Written problem - Which lines in the records below contain the string "Query"? Return each of those lines.

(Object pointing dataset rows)
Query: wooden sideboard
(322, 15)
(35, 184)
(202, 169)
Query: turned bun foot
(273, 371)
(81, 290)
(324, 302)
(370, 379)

Answer to this task -
Query: wooden sideboard
Query: turned bun foot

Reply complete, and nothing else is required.